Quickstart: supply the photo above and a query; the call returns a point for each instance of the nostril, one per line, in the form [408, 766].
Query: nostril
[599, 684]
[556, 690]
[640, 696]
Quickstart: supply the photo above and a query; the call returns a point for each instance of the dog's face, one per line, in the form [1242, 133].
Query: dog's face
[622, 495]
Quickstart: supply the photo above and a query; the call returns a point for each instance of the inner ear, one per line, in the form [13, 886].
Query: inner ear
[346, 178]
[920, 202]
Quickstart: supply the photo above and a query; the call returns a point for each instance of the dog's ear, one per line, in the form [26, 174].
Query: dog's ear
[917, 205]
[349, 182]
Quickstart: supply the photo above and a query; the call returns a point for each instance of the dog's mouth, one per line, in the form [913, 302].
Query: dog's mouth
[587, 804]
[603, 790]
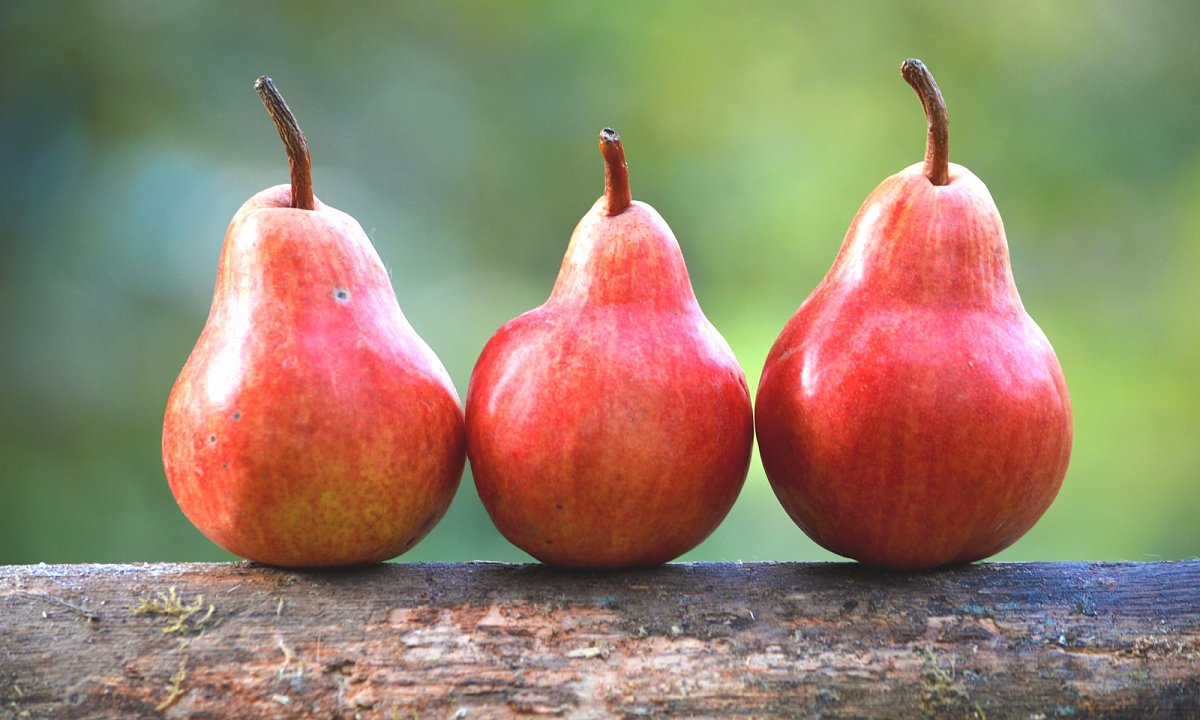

◇ ◇ ◇

Set out all the lines from the items above as a numbered list, skipping any blank lines and leaving the pictures out.

1. Quickstart: supply the photo above and a query; the call returns a point for each instance of the nostril, one per line, in the form [408, 766].
2. Query: nostril
3. [599, 684]
4. [556, 690]
5. [640, 696]
6. Quickstart: supply the photo above and a query; the call returns a point for each instance of the dog's face, one per line, in the form [1242, 133].
7. Query: dog's face
8. [622, 495]
9. Quickstart: supply the photo above and a query; the call returns a point for each instance of the inner ear, one per line, in the form [13, 886].
10. Query: inner ear
11. [346, 178]
12. [920, 202]
13. Quickstart: supply the photo above and a query; the call returns a point for each instance of the dog's ear, one per line, in the form [26, 174].
14. Query: dog's ear
15. [917, 205]
16. [349, 182]
17. Quickstart: supply the photo above and a query; the call returns a point for each instance of the dog's mouth, one per line, in the form [913, 302].
18. Query: dog's mouth
19. [587, 804]
20. [603, 790]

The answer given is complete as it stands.